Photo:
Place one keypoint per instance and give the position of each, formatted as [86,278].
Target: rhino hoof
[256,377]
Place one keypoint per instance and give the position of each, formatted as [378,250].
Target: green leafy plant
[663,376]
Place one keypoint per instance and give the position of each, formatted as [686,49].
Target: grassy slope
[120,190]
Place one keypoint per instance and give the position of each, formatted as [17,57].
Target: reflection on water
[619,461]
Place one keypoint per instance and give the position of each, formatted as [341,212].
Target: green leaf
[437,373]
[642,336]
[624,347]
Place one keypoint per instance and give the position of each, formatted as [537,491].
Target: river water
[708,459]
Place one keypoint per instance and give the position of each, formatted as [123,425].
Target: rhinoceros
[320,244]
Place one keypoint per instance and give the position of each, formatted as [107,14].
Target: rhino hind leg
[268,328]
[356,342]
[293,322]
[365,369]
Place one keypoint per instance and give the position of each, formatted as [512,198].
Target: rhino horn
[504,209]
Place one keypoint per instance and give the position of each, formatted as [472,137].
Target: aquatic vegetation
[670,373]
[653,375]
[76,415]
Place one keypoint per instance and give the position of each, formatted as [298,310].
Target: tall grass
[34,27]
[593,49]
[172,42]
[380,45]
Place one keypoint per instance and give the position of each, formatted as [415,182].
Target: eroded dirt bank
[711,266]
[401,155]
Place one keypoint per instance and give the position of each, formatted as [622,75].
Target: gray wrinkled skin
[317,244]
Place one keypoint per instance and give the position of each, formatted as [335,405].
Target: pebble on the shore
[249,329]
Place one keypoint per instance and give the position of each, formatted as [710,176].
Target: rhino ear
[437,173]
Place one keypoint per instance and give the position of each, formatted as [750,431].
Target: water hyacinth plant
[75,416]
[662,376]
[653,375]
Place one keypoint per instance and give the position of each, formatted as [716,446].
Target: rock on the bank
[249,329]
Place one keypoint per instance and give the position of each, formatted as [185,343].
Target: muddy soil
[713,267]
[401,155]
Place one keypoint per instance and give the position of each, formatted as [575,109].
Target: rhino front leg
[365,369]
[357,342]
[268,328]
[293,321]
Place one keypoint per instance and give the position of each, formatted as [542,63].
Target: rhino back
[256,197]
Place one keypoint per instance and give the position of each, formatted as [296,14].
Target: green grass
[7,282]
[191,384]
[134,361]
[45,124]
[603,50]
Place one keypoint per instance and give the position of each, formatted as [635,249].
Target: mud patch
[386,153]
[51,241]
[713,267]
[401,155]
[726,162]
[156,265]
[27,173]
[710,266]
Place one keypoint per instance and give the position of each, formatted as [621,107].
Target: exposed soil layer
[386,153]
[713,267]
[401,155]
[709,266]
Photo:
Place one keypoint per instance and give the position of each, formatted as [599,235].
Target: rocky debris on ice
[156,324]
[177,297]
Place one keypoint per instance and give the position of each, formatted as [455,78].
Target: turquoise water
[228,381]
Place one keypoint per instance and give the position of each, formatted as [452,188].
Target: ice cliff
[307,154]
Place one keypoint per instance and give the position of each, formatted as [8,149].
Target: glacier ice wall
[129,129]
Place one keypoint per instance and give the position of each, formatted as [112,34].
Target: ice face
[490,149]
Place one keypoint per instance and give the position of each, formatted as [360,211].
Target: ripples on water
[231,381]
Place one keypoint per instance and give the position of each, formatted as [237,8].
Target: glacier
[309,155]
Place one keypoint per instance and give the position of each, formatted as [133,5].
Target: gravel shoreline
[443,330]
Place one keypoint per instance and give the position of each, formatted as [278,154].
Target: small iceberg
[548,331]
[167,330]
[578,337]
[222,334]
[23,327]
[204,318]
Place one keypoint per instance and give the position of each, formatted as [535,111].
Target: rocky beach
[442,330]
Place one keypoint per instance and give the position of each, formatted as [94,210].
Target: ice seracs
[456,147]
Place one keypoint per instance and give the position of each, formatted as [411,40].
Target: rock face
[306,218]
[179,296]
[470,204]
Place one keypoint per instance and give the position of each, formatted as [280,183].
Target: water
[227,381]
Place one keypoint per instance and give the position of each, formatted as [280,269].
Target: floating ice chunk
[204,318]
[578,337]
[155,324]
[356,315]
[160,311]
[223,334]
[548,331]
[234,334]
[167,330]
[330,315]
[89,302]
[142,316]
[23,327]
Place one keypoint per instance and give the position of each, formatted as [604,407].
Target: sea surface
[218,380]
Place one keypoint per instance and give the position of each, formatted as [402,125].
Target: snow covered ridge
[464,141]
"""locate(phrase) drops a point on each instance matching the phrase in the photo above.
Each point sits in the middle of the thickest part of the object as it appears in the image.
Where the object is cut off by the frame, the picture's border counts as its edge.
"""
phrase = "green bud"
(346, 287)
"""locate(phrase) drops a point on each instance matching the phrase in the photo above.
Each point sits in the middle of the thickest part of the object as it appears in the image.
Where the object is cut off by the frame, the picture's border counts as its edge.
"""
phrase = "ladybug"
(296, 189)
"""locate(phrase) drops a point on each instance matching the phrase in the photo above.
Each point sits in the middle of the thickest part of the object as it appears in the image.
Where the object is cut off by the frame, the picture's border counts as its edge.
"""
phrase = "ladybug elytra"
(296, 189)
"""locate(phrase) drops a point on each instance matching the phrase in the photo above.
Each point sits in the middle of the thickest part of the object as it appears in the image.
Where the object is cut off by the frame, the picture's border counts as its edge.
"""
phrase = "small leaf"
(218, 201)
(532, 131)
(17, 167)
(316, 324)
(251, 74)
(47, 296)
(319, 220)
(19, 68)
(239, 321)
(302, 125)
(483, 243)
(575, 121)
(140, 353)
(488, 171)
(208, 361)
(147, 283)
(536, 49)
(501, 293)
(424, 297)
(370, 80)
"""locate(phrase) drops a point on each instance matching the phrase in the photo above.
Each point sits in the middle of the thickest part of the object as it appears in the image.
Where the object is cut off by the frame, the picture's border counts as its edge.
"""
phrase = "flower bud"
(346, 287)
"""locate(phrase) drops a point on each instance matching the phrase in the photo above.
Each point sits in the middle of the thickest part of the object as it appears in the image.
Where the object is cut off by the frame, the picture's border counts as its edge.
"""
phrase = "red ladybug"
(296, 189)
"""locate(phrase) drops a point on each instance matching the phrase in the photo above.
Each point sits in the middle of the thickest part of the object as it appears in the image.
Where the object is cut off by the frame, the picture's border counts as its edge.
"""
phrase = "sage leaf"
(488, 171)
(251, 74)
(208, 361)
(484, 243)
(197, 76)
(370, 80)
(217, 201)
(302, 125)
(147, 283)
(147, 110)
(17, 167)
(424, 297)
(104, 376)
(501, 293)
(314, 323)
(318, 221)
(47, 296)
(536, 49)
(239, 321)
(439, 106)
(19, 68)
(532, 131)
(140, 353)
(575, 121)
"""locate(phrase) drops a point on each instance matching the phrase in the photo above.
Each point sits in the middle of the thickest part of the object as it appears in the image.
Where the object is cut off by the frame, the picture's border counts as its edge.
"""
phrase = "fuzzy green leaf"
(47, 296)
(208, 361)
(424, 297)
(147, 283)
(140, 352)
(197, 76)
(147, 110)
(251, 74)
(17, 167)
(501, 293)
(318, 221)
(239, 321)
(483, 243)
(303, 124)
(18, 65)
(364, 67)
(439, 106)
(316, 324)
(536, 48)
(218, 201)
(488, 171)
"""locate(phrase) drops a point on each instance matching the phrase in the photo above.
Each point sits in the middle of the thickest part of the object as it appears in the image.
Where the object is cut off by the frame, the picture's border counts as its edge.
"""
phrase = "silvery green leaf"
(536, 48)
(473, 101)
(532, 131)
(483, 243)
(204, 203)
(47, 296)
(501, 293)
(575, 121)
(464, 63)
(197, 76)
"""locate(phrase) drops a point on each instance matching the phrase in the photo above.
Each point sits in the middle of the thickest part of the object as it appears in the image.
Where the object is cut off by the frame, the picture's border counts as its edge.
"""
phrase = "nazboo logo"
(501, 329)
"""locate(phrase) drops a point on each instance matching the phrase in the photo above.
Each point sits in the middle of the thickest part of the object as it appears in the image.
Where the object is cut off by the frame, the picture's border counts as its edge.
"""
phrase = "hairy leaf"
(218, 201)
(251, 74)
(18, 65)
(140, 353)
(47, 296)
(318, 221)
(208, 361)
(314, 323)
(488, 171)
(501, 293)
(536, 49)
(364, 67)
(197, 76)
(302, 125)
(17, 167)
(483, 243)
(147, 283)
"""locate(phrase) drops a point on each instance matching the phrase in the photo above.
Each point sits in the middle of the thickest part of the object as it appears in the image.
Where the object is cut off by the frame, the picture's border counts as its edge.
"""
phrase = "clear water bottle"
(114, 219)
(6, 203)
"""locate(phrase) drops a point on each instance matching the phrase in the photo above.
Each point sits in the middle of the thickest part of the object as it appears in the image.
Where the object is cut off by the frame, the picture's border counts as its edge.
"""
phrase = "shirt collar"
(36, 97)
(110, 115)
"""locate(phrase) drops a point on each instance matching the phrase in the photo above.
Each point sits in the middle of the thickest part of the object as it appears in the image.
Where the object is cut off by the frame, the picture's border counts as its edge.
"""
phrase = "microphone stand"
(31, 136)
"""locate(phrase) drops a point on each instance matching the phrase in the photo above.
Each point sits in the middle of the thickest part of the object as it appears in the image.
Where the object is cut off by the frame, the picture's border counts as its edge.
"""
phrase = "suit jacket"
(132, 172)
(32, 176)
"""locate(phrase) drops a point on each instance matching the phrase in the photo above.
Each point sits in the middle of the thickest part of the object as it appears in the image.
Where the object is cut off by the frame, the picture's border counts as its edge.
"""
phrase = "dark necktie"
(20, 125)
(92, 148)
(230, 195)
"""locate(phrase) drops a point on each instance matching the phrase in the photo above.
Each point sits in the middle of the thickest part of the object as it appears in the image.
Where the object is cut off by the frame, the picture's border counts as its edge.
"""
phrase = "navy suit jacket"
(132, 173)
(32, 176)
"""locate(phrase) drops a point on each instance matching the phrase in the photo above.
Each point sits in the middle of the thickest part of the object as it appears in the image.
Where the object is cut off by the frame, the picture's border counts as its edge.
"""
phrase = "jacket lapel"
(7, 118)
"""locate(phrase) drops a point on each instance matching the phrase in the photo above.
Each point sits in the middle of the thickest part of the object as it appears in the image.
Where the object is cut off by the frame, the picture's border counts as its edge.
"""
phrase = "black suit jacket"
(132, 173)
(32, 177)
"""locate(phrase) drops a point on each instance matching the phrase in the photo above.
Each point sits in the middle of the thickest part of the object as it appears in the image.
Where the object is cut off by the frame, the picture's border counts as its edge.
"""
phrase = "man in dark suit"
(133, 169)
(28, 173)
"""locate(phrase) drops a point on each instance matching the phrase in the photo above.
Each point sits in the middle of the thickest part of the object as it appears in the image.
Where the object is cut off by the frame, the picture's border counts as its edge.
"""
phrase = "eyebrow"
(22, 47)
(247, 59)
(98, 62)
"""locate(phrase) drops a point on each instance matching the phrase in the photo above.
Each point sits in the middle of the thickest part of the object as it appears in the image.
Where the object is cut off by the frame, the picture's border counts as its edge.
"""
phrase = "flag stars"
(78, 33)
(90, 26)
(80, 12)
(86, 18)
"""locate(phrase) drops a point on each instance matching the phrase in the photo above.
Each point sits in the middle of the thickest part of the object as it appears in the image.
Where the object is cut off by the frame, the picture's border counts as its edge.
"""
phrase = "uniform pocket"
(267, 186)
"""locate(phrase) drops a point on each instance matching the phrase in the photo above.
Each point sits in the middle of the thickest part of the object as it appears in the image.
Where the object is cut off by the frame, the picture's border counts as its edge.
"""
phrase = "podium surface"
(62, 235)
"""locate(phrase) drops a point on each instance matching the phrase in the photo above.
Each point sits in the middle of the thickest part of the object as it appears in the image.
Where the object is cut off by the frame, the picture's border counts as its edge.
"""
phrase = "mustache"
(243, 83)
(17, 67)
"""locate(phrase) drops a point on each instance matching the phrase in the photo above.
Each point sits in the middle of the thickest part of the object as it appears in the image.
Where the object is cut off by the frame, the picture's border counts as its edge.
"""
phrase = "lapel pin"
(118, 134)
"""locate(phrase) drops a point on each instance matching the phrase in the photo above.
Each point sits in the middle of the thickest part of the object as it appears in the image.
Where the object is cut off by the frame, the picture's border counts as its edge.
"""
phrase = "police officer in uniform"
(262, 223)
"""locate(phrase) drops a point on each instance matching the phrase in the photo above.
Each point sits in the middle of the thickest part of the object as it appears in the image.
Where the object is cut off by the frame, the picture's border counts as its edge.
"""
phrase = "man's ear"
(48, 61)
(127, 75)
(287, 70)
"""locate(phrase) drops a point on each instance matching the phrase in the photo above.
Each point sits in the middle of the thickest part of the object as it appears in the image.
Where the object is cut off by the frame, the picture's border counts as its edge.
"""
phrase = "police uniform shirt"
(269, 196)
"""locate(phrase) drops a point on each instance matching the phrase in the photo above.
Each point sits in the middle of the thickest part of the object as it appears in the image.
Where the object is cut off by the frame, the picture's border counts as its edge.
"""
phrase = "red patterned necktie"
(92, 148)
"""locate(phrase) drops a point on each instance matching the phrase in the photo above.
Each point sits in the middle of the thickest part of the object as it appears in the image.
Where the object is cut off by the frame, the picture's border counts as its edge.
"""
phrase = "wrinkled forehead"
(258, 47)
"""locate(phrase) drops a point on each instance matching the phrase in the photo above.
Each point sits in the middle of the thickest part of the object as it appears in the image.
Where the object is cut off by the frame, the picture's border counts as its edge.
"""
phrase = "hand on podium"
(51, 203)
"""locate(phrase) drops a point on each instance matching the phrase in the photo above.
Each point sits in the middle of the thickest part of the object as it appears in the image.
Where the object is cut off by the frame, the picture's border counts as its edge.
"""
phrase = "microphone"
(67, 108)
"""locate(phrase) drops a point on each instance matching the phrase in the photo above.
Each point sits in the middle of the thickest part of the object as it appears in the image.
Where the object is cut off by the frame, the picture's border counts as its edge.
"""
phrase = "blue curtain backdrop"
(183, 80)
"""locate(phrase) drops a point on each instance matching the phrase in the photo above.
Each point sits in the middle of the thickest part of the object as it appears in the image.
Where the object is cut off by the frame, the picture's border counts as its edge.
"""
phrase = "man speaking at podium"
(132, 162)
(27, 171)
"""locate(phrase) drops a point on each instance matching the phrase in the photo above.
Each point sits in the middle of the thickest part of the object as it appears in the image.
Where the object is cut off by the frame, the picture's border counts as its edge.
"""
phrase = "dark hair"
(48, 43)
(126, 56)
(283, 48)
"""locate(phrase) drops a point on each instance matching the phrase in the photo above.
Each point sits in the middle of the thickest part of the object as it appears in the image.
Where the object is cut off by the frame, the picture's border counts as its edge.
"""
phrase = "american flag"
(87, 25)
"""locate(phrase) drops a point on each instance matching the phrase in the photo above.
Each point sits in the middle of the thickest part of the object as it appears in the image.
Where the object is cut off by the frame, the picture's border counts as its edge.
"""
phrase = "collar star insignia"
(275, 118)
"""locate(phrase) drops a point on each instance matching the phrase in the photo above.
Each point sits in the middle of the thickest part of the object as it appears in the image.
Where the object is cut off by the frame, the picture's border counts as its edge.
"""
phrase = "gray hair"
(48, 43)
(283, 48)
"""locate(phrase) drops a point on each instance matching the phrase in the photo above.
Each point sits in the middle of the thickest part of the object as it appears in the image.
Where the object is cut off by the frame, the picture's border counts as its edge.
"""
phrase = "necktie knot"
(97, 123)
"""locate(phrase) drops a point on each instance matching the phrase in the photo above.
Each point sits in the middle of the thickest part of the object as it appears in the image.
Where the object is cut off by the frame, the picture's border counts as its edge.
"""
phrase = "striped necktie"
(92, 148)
------------------------------
Pick out every line in the listing above that contains the word "surface", and copy each of those lines.

Target: sea surface
phrase = "podium surface"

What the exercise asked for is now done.